→ Selected passage:
>> Begin

Saturday, November 28, 2009

Common devotion and the unity of the church

Tomorrow is the first Sunday in Advent and thus the beginning of Year Two in the Daily Office Lectionary. In addition to providing daily nourishment for personal spiritual growth, reading the Scripture passages assigned for each day contributes to progress toward the visible unity of the body of Christ as Christians across the divisions of the church together devote themselves to "the teaching of the apostles" and to "the prayers" (Acts 2:42).

The Anglican Book of Common Prayer and Roman Catholic Daily Missal both include daily office lectionaries along with other resources that guide personal devotions based on the daily office readings. A few years ago my wife gave me a Christmas gift that's become for me an indispensable resource for following the daily office: the four volumes of For All the Saints: A Prayer Book For and By the Church (American Lutheran Publicity Bureau, 1994-1996) include for each day the full text of the Old Testament, Epistle, and Gospel readings, an opening and closing prayer selected from the whole of the Christian tradition in its historical depth and contemporary breadth, and a devotional reading from one among the company of the saints that develops themes from one of the Scripture readings for that day, along with the full text of the Psalter, other patterns and resources for individual and family devotions, and occasional icons connected with seasons and significant feast days of the Christian year.

Electronic resources for following the daily office include The Daily Office maintained online by the Mission of St. Clare (the "text by day" feature downloads well to cell phones) and the Forward Day by Day meditations posted online by Forward Movement Publications.

If you've not previously followed the daily office, try taking it up as an Advent discipline in the days between now and December 25. You might serendipitously encounter Christians in other churches who are doing the same thing, and you just might find yourself having the kinds of conversations with them that make for the increase of the "one hope" (Ephesians 4:4) for the oneness of the church in this most eschatological of seasons of the Christian year.

Saturday, November 21, 2009

"The Church Still Needs Baptists" now available online

The issue of Baptists Today in which my guest commentary "The Church Still Needs Baptists" appeared (vol. 27, no. 8 [August 2009], p. 28) is now available online as a PDF file in the Baptists Today public back issue archive (click on hyperlinked title above).

>> End

→ Goal 1: Reproduce the daily office post word for word, from "If you've not" to "seasons of the Christian year.".
→ Goal 2: According to the daily office post, which Scripture readings does For All the Saints print in full for each day? Name them all.
Use only the daily office post to respond.

→ Source data:
>> Begin

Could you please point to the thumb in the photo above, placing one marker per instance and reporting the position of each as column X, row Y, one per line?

>> End

→ Result 1:
If you've not previously followed the daily office, try taking it up as an Advent discipline in the days between now and December 25. You might serendipitously encounter Christians in other churches who are doing the same thing, and you just might find yourself having the kinds of conversations with them that make for the increase of the "one hope" (Ephesians 4:4) for the oneness of the church in this most eschatological of seasons of the Christian year.

→ Result 2: Old Testament, Epistle, Gospel